◆ **Reading text**
----
Reading doesn’t just show up in English class. It’s the key to word problems in math and data analysis in science. It travels with your child to the workplace, where they’ll need to read emails, instructions, company policies, and more.
Reading is a doorway to success. But what happens if your child is having trouble reading? Will they get it eventually? Or is there more going on that needs attention today?
Myths Related to Reading
More Reading=Better Reader
If a child has a reading difficulty, simply reading more books won’t solve the problem. With more exposure, they may learn to memorize more common words, but that doesn’t give them the skills to systematically sound out unfamiliar words.
Whole Language is Effective
Whole language was an approach to reading instruction that was very popular in the late 1980s and 1990s, but it has been discredited–especially for struggling readers. With whole language, the emphasis switched from systematic phonics instruction to a focus on holistic meaning. Students were taught to decode words by gathering meaning from context (surrounding words or images). However, this system breaks down when students can only read a small percentage of a passage. How can a student lean into context clues when they can’t read the context?
Waiting For Kids To Outgrow Reading Challenges
Reading challenges usually continue lifelong unless there is a successful intervention. In the meantime, reading difficulties will affect a child’s performance across the whole curriculum (since reading underlies most school subjects), and the child’s self-esteem will likely begin to suffer.
What Does Work?
Lessons developed with a Science of Reading foundation are most effective when teaching reading. If your child is having trouble reading, there’s an overwhelming amount of evidence to show that they must be systematically taught with an emphasis on the following:
Phonemic Awareness For Early Readers
At the earliest ages, you can begin to teach students to recognize and manipulate the sounds within words. At The Academy of Scholars, we do this by teaching these sounds explicitly, segmenting words into sounds, and manipulating those sounds within words. Over time, children learn to identify and sequence sounds naturally. We start this at the pre-kindergarten level.
Phonics Strategies For Early Readers and Beyond
Phonemic awareness addresses the sounds within words, but that’s only part of the equation. Phonics deals with the correspondence between letters and the sounds they make. Phonics strategies include learning vowel sounds, consonant blends, common prefixes and suffixes, and common spelling patterns. At The Academy of Scholars, a focus on phonemic awareness and phonics is baked into the curriculum from pre-kindergarten on up. It is addressed systematically and repeatedly at every grade level so no child falls through the cracks.
Fluency Development
When children with reading difficulties get the tools to read, they can break down new words of any length, but they may do it in a slow, stilted way. When reading is that labored, children don’t want to do it. And even when they do read, they lose meaning because the flow is so slow.
Along with building phonemic awareness and phonics skills, it is important to build fluency. By teaching kids systematic phonics, they naturally learn to decode words quickly and accurately. The use of explicit phonics instruction helps kids develop automaticity with word recognition and increases reading fluency.
----
◆ **Supplied information**
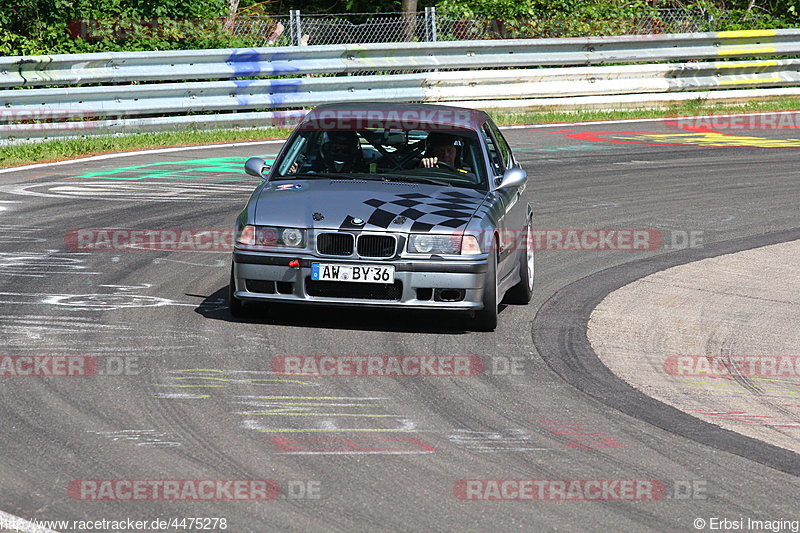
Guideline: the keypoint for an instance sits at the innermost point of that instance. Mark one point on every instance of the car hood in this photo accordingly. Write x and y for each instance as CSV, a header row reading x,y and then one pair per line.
x,y
368,205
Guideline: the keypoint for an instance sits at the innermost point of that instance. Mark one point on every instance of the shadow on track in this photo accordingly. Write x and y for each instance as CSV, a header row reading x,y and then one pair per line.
x,y
215,307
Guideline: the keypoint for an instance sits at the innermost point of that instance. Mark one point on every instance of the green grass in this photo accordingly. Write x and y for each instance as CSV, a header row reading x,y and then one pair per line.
x,y
20,154
71,148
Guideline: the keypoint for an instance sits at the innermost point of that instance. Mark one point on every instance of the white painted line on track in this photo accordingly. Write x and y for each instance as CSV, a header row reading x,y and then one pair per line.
x,y
20,524
134,153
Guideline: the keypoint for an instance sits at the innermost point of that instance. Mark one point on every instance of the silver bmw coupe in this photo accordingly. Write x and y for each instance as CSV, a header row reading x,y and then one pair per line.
x,y
387,205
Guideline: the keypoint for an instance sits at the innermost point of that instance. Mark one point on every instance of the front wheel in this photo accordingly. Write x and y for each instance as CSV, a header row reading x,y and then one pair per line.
x,y
486,318
522,292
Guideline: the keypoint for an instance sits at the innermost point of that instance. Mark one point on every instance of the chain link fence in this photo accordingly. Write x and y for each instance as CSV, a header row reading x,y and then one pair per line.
x,y
357,28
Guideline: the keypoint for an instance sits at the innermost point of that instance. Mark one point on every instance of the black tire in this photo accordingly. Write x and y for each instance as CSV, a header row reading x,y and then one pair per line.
x,y
237,307
521,293
486,318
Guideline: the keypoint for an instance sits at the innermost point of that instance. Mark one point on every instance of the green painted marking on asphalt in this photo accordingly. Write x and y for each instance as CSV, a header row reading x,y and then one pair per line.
x,y
208,169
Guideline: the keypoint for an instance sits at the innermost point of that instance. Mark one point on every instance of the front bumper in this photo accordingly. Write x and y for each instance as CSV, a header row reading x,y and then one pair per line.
x,y
439,277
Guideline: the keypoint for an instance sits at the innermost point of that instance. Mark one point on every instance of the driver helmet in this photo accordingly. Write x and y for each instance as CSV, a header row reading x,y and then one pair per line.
x,y
342,151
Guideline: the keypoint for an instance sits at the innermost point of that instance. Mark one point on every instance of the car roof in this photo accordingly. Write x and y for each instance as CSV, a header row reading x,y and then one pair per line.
x,y
460,117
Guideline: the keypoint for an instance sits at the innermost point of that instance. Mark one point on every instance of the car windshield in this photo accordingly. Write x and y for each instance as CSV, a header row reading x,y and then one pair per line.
x,y
450,157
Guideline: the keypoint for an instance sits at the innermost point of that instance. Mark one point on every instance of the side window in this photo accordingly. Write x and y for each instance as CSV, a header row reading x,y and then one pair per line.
x,y
495,157
502,145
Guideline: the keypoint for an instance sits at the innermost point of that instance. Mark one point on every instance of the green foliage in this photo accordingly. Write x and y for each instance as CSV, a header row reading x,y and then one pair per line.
x,y
29,27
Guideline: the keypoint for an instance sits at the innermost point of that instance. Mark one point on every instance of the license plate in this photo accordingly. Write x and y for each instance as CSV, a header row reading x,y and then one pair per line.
x,y
352,273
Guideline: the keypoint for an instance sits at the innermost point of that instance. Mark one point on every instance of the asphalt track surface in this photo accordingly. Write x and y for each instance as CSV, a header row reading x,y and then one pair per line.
x,y
560,417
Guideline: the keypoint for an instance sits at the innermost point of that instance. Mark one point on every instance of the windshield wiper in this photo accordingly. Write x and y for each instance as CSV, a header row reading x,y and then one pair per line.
x,y
326,175
418,179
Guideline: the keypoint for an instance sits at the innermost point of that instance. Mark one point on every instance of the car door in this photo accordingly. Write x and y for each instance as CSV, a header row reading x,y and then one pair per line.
x,y
512,221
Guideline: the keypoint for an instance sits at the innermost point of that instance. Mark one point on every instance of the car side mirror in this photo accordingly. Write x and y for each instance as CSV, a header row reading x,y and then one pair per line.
x,y
255,166
513,177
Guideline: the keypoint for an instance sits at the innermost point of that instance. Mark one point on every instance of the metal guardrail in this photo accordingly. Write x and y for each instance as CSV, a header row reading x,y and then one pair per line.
x,y
143,91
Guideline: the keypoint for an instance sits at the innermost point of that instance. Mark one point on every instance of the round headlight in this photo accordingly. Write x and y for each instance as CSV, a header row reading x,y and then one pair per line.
x,y
424,243
292,237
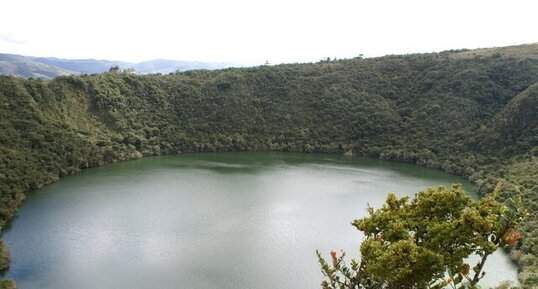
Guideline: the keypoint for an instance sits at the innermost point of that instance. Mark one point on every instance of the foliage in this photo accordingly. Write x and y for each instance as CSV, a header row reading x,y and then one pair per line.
x,y
416,243
471,116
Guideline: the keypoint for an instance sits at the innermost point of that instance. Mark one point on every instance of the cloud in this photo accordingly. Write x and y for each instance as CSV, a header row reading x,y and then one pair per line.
x,y
9,38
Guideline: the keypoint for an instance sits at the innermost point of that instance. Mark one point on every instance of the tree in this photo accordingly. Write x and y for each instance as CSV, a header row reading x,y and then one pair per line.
x,y
418,243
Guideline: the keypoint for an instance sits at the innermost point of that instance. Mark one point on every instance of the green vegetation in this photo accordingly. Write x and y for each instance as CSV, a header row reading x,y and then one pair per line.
x,y
415,244
470,116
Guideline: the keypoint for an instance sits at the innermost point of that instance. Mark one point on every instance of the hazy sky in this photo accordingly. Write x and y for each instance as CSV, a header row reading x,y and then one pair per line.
x,y
252,31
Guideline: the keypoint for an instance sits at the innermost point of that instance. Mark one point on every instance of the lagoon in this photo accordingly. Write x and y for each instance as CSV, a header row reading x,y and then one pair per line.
x,y
207,220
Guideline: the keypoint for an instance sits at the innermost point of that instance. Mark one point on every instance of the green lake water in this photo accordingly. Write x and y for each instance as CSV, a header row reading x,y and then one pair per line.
x,y
207,220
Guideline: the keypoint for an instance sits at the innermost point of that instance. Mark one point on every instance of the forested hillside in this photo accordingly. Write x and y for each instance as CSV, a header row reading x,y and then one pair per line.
x,y
470,115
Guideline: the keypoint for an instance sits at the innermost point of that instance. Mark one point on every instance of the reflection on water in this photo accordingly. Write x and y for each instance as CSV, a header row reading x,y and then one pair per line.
x,y
230,220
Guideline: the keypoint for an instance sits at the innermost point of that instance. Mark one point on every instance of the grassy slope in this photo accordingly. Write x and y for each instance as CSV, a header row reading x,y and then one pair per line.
x,y
471,116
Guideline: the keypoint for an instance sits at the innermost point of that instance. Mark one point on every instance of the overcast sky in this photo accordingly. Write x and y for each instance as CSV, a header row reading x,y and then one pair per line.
x,y
253,31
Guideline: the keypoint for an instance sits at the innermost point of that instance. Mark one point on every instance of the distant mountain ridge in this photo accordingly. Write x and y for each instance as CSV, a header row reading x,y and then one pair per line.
x,y
50,67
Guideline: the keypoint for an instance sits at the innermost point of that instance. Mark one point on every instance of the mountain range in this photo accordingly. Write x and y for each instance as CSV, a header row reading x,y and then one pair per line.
x,y
50,67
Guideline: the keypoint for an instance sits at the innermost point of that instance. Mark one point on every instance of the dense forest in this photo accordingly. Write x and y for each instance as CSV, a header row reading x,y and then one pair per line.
x,y
469,114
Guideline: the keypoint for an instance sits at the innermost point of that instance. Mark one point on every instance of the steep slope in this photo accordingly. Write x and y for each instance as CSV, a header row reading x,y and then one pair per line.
x,y
474,117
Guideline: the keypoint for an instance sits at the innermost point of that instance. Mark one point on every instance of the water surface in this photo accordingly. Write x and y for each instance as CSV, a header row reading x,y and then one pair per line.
x,y
227,220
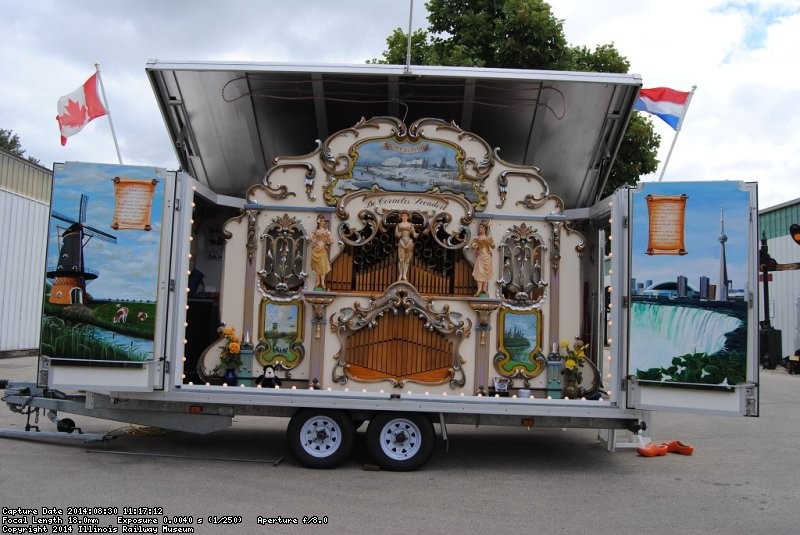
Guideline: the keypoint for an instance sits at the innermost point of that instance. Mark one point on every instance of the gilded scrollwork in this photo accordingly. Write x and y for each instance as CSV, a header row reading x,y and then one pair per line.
x,y
531,201
284,257
521,253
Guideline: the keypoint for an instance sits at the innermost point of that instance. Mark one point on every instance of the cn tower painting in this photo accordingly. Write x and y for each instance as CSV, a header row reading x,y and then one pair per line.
x,y
689,319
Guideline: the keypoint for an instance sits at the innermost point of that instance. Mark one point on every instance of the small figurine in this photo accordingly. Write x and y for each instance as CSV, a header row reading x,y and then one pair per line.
x,y
320,246
483,271
268,379
404,232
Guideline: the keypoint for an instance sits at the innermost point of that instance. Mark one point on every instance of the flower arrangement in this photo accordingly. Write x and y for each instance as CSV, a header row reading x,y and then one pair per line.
x,y
230,356
573,358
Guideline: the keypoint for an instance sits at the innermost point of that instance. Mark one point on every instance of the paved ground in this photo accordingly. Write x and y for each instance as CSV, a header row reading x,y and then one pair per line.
x,y
742,478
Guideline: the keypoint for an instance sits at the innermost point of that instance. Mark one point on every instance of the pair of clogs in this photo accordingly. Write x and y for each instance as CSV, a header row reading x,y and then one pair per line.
x,y
654,450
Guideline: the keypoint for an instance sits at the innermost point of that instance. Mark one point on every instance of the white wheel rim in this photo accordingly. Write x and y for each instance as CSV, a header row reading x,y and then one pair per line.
x,y
400,439
320,437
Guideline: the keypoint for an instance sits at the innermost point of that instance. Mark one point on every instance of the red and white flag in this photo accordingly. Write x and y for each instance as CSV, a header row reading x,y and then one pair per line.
x,y
78,108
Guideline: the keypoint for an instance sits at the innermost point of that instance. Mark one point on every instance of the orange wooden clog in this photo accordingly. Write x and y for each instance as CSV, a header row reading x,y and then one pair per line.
x,y
676,446
652,450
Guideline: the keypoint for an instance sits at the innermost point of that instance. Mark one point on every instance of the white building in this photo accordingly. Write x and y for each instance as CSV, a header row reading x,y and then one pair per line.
x,y
24,212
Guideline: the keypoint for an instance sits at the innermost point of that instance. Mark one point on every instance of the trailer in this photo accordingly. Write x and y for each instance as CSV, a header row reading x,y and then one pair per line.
x,y
404,246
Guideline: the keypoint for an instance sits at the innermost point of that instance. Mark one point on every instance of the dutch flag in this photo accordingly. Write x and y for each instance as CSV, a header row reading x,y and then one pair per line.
x,y
667,103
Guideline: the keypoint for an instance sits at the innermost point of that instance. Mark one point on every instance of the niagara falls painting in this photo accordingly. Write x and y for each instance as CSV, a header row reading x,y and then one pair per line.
x,y
688,312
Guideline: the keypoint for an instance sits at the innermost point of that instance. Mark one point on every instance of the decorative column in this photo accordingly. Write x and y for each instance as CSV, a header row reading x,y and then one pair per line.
x,y
555,260
484,309
319,302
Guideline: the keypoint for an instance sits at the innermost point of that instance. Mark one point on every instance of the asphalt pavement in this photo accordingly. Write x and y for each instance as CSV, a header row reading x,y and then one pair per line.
x,y
742,478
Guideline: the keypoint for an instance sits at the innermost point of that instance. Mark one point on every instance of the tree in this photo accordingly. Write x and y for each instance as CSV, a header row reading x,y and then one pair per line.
x,y
10,141
521,34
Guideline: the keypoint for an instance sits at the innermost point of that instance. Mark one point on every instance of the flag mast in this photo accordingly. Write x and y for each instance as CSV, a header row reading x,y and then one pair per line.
x,y
677,131
108,111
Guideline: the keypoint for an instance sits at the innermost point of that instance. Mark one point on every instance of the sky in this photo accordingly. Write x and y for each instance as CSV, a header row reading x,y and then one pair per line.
x,y
742,56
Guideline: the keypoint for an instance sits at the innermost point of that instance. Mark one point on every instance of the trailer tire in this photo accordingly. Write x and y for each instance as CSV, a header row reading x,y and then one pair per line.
x,y
320,438
400,442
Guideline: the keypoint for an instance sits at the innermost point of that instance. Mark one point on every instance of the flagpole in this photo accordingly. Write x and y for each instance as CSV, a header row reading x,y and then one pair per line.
x,y
677,131
408,47
108,112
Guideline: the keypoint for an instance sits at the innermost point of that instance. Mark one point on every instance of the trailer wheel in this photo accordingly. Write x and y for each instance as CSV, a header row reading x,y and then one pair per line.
x,y
400,442
319,438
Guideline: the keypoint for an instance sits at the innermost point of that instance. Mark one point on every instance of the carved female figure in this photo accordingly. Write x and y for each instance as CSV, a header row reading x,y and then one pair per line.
x,y
483,271
404,232
320,246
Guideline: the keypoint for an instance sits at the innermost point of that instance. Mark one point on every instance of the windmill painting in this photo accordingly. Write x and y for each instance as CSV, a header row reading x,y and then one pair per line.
x,y
104,243
70,273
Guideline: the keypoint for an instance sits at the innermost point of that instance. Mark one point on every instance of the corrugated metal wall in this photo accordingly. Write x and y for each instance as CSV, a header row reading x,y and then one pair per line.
x,y
784,290
25,178
24,212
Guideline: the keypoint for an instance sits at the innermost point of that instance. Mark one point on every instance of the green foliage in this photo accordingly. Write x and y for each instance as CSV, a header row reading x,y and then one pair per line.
x,y
10,141
636,156
522,34
700,368
64,339
604,58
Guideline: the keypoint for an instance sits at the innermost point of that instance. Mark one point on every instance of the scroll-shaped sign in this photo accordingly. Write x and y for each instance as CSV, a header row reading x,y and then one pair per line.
x,y
133,203
666,215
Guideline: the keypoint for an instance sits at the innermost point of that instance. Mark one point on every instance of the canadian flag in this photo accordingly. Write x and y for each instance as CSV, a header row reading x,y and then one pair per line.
x,y
78,108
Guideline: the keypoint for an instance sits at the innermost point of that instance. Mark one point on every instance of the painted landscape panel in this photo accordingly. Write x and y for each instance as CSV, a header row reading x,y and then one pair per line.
x,y
102,277
688,313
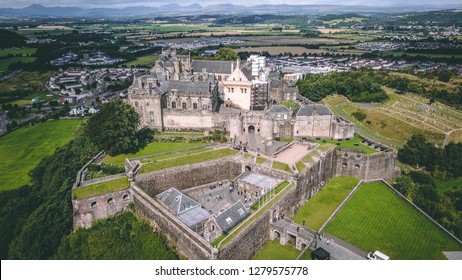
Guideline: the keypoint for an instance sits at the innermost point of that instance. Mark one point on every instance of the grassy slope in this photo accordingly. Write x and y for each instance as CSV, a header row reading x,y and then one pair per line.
x,y
275,251
100,188
318,209
22,150
377,219
150,149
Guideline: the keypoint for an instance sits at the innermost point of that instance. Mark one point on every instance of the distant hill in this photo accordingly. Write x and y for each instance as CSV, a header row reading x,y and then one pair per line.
x,y
11,39
37,10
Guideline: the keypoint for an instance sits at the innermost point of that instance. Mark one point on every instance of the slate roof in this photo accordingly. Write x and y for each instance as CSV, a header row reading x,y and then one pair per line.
x,y
210,66
279,109
311,109
177,201
188,210
231,216
194,216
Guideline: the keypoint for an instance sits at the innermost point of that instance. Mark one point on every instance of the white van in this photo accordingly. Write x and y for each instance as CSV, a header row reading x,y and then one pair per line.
x,y
377,255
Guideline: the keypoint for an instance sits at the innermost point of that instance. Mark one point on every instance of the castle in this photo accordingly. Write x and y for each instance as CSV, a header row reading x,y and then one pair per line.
x,y
233,96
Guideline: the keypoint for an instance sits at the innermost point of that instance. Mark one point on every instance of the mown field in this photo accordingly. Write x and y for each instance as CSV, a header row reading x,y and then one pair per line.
----
◆ **Task list**
1. From the text on children's reading difficulties, translate this sentence into Spanish: "Reading is a doorway to success."
2. Write the next part of the text on children's reading difficulties, picking up after its final sentence.

◆ **Expected responses**
1. La lectura es una puerta hacia el éxito.

2.
Comprehension
We read to learn, so a strong reading comprehension curriculum is essential for your child’s Atlanta school. Even when a student can decode words, they need a strong vocabulary and exposure to a whole spectrum of content: fiction, historical fiction, non-fiction, current events periodicals, technical writing, and more. By basing lessons on the Science of Reading, children can build strong decoding skills and focus on understanding the text rather than struggling to read the words.
At The Academy of Scholars, we immerse students in high-quality, relevant literature and teach them strategies for understanding it. This includes teaching plot, cause and effect, themes, characterization, drawing conclusions, predicting, and more. It’s all part of our research-based reading comprehension curriculum–and it works!
Language Arts
Reading and writing go hand in hand, and they both operate on a strong working knowledge of language. Students need to understand sentence structure, parts of speech (nouns, adjectives, conjunctions, etc.), punctuation, and research skills. While we’re shoring up foundational skills for early readers, we frame their skills in the broader concept of written and spoken language, be it through books, plays, speeches, emails, and more.
The Academy Of Scholars Advantage For Reading Instruction
At The Academy of Scholars, we give reading instruction the highest priority because we know how high the stakes are. “Today’s readers, tomorrow’s leaders”—it’s more than just a clever saying. It’s the truth. Our goal is to make sure that every student here becomes a proficient reader.
Here’s what sets our reading curriculum apart from other schools:
Early Intervention
While reading can be taught at any age, it becomes much more difficult the longer you wait. At The Academy of Scholars, we don’t just teach everybody to read through immersion and then try to rescue those who needed specific skills instruction all along. Our lessons do not rely on memorization, context clues, drilling, or repetition. Instead, we focus on strategic teaching from the youngest earliest grades so that all aspects of reading are addressed step-by-step.
Trained Teachers
We pride ourselves in the fact that our teachers have received extensive training in our reading curriculum. Too often, teachers know the general concepts behind reading instruction, but they have had no exposure to the specific methods for teaching it. Our teachers are all on the same page with a program that works from Pre-K up to 6th grade.
This is no hodge-podge, arbitrary curriculum that differs from class to class. Teachers instruct from a cohesive, highly successful, research-based curriculum, and students learn skills that build on each other from one grade to the next.
If students are struggling, our teachers know how to identify this and get them the support they need immediately.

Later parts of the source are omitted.